YOUR OBJECTIVE
Quote, without any change, the line that contains "Where can the smiling face" and all lines that follow it to the end of the data below.

begin EXTRACTED MATERIAL

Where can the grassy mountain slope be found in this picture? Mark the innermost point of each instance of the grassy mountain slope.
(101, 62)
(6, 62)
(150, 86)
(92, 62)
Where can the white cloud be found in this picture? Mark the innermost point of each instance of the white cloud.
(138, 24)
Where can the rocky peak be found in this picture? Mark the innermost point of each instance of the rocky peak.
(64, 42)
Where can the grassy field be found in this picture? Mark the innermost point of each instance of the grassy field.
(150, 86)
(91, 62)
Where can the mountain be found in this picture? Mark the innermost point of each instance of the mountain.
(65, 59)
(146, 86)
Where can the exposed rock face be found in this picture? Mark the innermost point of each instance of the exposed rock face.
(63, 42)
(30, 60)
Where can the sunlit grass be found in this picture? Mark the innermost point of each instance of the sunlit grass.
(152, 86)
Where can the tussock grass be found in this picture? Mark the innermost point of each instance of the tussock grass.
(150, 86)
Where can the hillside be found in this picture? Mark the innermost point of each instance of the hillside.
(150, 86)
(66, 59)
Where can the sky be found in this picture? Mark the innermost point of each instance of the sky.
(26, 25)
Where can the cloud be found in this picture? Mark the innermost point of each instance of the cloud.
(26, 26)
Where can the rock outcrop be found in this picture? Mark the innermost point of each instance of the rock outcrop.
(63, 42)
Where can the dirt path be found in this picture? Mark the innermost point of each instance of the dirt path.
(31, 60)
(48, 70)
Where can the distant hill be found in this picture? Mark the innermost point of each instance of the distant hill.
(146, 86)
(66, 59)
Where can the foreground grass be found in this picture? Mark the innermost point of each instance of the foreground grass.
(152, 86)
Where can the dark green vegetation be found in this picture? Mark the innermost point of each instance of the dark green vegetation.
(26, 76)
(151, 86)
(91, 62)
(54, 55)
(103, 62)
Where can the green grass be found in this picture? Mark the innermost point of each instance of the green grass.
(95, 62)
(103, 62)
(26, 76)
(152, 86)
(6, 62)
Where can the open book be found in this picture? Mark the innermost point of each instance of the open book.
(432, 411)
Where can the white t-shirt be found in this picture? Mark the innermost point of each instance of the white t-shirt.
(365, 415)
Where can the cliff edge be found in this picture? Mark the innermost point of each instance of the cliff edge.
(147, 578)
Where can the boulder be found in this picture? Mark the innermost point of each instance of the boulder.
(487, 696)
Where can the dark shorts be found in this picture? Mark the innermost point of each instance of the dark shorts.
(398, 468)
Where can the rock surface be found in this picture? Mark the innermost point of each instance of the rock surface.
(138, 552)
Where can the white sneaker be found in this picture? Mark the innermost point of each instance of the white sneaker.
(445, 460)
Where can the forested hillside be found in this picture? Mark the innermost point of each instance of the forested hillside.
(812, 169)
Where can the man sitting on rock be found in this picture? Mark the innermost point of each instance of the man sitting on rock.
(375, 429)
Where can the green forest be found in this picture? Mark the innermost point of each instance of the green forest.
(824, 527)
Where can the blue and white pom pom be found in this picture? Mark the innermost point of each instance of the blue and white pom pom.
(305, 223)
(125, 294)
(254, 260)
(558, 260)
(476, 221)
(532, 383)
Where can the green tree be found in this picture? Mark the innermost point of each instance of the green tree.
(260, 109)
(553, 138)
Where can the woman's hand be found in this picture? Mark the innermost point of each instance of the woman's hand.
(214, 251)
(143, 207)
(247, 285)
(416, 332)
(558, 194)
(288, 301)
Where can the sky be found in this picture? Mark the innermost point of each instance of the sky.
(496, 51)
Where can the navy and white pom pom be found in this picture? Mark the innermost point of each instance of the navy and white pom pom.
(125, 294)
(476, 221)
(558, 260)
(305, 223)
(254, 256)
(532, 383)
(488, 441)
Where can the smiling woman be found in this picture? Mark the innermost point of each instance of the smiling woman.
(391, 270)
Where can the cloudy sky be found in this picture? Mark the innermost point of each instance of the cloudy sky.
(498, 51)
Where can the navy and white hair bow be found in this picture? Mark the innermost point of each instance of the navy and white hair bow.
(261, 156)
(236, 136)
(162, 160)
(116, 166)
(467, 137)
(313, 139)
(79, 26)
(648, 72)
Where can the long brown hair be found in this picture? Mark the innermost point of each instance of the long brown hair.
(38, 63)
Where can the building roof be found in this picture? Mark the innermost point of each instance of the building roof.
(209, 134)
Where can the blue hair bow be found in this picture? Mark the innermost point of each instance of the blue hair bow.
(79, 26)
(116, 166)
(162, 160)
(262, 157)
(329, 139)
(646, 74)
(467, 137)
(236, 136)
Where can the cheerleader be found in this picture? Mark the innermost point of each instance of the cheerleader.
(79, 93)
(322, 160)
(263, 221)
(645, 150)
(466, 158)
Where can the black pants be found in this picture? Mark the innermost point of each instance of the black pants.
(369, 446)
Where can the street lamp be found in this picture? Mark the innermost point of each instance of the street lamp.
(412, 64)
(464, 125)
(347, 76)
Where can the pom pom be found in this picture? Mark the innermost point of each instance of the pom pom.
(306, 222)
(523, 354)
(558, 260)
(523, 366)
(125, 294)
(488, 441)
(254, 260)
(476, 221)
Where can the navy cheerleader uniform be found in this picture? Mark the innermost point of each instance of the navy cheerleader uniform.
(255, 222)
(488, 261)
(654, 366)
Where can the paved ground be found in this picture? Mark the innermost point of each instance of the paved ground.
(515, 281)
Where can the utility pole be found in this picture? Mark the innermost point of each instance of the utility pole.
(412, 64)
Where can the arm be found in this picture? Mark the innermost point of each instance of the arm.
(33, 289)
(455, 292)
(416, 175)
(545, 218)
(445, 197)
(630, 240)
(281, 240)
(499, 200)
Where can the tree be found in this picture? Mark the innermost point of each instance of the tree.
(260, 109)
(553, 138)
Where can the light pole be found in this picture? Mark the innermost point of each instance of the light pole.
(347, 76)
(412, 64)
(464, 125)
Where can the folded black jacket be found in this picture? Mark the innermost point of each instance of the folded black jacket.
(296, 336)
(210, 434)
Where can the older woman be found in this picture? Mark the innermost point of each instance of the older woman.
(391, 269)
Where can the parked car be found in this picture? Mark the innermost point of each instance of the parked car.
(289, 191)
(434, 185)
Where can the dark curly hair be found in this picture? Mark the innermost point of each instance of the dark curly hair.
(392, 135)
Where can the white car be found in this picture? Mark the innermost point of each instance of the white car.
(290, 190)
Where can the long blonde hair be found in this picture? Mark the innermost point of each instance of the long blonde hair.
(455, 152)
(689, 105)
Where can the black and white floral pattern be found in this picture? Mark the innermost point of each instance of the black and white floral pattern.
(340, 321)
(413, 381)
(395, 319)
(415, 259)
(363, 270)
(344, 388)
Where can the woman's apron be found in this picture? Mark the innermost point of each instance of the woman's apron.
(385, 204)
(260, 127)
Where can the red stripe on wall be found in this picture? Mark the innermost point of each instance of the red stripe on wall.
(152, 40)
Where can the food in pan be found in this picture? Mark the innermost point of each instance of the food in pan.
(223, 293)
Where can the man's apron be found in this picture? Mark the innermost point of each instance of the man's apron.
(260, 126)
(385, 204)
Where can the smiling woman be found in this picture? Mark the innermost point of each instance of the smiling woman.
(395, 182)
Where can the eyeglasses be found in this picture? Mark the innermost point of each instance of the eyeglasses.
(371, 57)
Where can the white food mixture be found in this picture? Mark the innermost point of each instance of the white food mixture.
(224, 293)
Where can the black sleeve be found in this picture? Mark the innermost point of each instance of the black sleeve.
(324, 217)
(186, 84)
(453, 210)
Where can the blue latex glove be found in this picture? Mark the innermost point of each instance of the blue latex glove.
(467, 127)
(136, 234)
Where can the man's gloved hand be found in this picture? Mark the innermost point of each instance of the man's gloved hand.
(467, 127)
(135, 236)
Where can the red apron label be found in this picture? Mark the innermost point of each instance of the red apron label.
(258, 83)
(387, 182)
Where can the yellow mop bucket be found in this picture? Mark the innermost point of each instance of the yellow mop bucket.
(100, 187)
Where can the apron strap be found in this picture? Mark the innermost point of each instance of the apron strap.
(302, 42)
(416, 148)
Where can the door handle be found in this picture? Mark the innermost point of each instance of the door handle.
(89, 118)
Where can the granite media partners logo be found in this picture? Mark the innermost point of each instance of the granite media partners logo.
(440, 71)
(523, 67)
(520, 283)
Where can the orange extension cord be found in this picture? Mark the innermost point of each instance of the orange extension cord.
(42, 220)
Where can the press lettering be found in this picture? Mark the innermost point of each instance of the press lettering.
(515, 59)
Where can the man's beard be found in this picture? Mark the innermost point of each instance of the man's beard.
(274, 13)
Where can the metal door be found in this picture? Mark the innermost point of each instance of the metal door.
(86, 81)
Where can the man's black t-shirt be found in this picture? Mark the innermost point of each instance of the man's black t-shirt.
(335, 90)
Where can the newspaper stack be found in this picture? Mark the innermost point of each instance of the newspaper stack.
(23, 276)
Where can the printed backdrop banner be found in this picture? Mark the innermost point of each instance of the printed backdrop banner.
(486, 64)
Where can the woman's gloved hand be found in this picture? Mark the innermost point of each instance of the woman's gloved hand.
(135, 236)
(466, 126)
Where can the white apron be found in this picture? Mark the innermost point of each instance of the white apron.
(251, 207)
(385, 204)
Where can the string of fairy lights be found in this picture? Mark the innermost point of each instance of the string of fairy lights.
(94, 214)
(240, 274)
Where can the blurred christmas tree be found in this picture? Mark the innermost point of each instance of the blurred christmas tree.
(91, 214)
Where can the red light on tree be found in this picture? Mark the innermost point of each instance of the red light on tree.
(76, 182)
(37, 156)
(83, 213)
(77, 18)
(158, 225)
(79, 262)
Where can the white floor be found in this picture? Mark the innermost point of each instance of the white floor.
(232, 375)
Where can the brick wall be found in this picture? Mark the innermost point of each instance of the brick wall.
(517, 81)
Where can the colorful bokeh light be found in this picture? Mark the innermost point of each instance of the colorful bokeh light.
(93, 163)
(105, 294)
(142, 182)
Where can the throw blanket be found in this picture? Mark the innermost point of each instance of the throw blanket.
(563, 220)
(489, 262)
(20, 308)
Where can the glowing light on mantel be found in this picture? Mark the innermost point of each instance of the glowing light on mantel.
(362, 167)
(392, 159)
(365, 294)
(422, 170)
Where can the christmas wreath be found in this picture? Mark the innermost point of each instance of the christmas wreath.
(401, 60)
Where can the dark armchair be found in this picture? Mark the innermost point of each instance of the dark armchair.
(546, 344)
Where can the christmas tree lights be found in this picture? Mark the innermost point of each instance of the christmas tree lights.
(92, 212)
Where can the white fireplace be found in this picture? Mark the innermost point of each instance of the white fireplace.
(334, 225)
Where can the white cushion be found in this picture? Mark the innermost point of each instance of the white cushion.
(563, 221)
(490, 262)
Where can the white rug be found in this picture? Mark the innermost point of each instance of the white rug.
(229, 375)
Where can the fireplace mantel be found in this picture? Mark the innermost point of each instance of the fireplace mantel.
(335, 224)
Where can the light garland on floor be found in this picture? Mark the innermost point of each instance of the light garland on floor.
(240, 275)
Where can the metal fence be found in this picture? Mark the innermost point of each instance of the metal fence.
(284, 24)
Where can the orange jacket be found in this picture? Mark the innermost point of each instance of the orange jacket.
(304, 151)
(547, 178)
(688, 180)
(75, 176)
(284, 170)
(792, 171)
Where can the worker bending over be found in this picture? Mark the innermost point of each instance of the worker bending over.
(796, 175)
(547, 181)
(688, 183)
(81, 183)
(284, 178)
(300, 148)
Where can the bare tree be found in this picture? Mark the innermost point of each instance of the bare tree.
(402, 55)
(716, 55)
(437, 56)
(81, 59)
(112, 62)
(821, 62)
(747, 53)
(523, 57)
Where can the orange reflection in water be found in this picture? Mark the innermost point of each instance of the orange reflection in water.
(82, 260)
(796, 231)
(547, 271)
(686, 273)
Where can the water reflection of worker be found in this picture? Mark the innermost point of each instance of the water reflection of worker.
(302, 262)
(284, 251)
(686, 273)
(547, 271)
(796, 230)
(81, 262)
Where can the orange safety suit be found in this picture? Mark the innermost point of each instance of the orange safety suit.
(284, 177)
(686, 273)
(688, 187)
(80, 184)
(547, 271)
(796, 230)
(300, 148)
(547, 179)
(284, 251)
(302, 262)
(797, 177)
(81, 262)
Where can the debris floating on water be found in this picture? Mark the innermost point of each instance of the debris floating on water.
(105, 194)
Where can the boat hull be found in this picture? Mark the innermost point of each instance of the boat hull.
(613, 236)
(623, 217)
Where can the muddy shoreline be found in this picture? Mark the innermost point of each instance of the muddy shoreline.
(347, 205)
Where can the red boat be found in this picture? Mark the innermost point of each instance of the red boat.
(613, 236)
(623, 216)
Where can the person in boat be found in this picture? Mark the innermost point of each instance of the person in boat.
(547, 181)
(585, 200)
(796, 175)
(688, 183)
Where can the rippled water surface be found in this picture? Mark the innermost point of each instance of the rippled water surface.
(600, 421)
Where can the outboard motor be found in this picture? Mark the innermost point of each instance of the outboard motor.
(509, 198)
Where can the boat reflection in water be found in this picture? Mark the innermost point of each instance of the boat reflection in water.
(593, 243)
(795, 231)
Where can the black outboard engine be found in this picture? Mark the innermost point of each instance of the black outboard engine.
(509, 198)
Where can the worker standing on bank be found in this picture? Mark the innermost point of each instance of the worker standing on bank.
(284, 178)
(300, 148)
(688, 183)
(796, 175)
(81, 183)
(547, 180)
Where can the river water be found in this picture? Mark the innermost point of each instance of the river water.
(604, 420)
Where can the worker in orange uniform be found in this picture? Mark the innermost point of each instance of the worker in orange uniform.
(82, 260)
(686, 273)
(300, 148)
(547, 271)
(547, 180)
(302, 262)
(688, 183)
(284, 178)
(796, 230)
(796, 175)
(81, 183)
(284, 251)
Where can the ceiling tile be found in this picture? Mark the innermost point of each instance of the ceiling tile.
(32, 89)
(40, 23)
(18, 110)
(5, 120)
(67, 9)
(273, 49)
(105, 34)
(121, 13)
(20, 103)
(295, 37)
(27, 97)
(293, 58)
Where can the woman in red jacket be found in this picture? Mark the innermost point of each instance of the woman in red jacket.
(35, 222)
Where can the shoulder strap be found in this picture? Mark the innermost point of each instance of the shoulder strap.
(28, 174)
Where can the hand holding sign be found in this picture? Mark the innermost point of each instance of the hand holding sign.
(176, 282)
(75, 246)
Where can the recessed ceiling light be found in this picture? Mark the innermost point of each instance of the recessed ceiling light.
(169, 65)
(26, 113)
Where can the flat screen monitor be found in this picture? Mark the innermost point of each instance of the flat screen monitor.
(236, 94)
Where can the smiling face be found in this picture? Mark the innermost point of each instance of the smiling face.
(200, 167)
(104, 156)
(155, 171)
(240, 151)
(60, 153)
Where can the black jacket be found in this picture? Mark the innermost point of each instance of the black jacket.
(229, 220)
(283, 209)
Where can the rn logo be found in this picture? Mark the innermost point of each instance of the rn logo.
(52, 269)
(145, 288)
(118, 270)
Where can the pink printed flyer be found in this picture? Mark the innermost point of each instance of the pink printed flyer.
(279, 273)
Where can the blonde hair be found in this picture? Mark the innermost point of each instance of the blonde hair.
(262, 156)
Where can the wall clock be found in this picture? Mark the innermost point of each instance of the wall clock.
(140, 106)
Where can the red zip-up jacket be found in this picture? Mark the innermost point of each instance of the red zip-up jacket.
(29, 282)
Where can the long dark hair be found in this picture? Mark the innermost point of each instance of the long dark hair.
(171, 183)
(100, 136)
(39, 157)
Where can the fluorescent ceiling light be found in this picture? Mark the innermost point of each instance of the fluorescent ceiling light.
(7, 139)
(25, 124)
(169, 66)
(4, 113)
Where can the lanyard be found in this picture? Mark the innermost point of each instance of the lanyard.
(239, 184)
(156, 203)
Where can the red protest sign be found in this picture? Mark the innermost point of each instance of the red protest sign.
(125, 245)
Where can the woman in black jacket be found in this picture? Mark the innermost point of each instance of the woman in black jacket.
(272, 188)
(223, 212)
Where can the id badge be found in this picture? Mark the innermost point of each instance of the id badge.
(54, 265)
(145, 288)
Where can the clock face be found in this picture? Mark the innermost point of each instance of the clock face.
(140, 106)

end EXTRACTED MATERIAL

ANSWER TO THIS TASK
Where can the smiling face be found in this picture? Mark the innermost point of each instance of the smiling face.
(200, 167)
(104, 156)
(155, 171)
(240, 151)
(60, 153)
Where can the black jacket be found in this picture? Mark the innermost point of each instance of the black jacket.
(229, 220)
(283, 209)
Where can the rn logo be found in this picture? Mark the innermost point of each instance of the rn logo.
(52, 269)
(145, 288)
(118, 270)
Where can the pink printed flyer be found in this picture? Mark the innermost point of each instance of the pink printed flyer.
(279, 273)
Where can the blonde hair be found in this picture? Mark the innermost point of each instance of the blonde hair.
(262, 156)
Where can the wall clock be found in this picture? Mark the innermost point of each instance of the wall clock.
(140, 106)
Where can the red zip-up jacket be found in this picture? Mark the innermost point of each instance of the red zip-up jacket.
(29, 282)
Where can the long dark hair be found in this picture? Mark the innermost point of each instance of the long dark hair.
(171, 183)
(100, 136)
(39, 157)
Where can the fluorescent ceiling light be found in this picture? Mark the innermost point of each instance of the fluorescent ceiling light.
(7, 139)
(25, 124)
(169, 66)
(4, 113)
Where can the lanyard be found in this picture? Mark the innermost point of each instance of the lanyard.
(239, 184)
(156, 203)
Where can the red protest sign be found in this picture? Mark the innermost point of each instance of the red protest sign.
(125, 245)
Where can the woman in black jacket be found in this picture? Mark the innermost point of each instance of the woman in black jacket.
(272, 188)
(223, 212)
Where can the id badge be found in this picture? Mark the innermost point of each instance of the id badge.
(54, 265)
(145, 288)
Where can the clock face be found in this picture? Mark the innermost point of each instance of the clock face.
(140, 106)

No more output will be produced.